● TASK PROMPT: Pull out every line of the items below that contains the word "white".

++++ RECORDS SHOWN

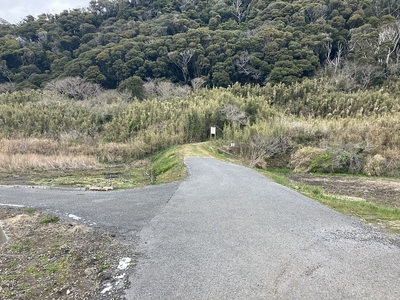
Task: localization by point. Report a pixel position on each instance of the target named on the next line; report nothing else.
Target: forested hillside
(356, 42)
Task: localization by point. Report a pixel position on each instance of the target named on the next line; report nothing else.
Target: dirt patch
(47, 258)
(384, 192)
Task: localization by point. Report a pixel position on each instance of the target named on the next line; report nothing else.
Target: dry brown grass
(29, 146)
(46, 162)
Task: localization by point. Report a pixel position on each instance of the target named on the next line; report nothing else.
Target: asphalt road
(227, 232)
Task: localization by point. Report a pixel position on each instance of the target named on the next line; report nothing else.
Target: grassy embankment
(308, 127)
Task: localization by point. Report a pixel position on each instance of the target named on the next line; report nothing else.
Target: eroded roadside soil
(48, 258)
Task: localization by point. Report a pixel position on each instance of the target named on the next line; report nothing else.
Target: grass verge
(386, 217)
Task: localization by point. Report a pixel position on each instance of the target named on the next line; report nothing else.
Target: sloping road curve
(227, 232)
(230, 233)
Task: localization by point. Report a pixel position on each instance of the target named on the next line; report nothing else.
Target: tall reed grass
(281, 120)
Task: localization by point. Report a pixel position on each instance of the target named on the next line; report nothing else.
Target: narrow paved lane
(230, 233)
(227, 232)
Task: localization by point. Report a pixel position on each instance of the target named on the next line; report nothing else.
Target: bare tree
(182, 61)
(388, 39)
(164, 89)
(238, 10)
(7, 87)
(197, 83)
(244, 67)
(337, 60)
(234, 114)
(5, 71)
(75, 87)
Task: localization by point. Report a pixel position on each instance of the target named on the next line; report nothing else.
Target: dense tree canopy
(222, 41)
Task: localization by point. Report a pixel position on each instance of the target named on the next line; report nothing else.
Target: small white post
(3, 237)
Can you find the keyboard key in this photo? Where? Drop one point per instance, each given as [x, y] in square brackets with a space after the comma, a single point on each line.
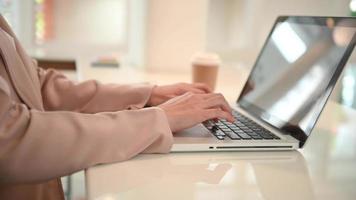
[219, 133]
[244, 136]
[233, 136]
[220, 137]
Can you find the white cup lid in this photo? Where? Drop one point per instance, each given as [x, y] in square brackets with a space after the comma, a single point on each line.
[208, 59]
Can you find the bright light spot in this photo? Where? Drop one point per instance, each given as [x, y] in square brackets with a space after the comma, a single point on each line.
[353, 5]
[288, 42]
[348, 92]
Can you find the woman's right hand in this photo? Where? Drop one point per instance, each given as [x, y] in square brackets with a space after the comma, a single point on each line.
[190, 109]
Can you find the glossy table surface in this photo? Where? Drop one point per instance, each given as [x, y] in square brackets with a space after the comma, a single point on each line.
[324, 169]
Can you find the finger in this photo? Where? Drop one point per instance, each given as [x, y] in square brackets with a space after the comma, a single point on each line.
[196, 90]
[218, 101]
[217, 113]
[203, 87]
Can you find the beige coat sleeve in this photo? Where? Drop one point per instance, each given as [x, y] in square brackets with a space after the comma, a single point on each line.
[59, 93]
[37, 145]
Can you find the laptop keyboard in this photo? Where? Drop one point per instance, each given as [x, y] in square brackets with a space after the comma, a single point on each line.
[242, 129]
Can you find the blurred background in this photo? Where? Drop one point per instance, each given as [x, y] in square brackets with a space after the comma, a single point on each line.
[159, 35]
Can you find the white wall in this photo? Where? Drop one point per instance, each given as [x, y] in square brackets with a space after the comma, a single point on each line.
[175, 31]
[82, 27]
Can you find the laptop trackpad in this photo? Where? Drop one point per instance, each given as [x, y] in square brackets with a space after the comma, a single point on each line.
[197, 131]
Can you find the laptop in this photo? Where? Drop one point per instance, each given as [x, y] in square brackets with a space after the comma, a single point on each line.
[286, 90]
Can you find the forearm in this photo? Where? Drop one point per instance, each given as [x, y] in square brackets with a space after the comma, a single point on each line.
[36, 146]
[59, 93]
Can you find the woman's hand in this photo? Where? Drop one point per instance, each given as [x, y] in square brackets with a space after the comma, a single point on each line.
[190, 109]
[161, 94]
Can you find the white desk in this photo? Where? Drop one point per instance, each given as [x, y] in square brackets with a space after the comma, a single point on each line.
[325, 169]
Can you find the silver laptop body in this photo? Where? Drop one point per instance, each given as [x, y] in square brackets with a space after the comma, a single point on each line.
[287, 88]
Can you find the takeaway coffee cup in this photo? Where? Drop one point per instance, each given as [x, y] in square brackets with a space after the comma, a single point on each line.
[205, 68]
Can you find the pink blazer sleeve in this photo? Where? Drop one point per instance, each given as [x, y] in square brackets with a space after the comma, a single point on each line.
[59, 93]
[37, 145]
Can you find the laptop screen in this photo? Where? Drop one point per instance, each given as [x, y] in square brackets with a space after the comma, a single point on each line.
[296, 71]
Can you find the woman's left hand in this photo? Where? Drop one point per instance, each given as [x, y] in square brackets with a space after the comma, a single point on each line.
[161, 94]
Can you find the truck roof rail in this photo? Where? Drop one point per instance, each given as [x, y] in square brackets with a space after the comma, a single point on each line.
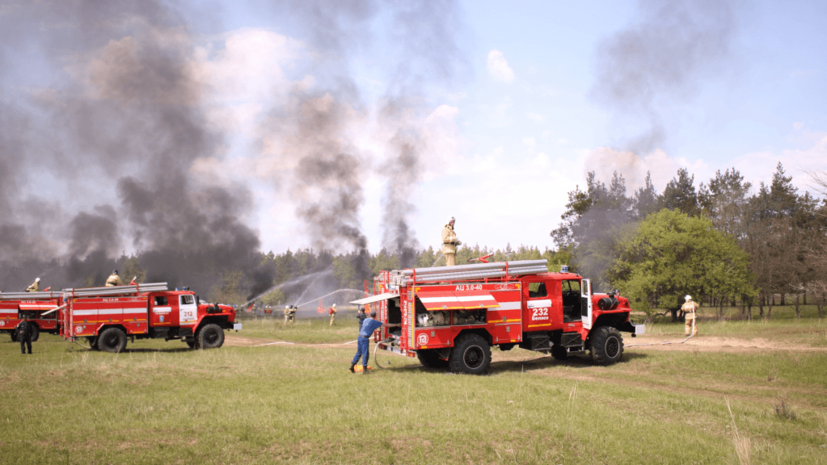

++++++++

● COMPLETED TASK:
Target: small white post
Can you find the white cup lid in this photo? Where? Drop one point per instance, each given as [x, y] in square brackets with a space after the comma, a single point on each line.
Can you find the white wall in this photo? Where? Drop one point per instance, each given as [x, y] in square brackets with a space after the comma, a single point on each line.
Can you find the white desk in this photo? Where? Drop one point per instance, each given as [x, y] in square brackets with a space after the comma, a single point on each line.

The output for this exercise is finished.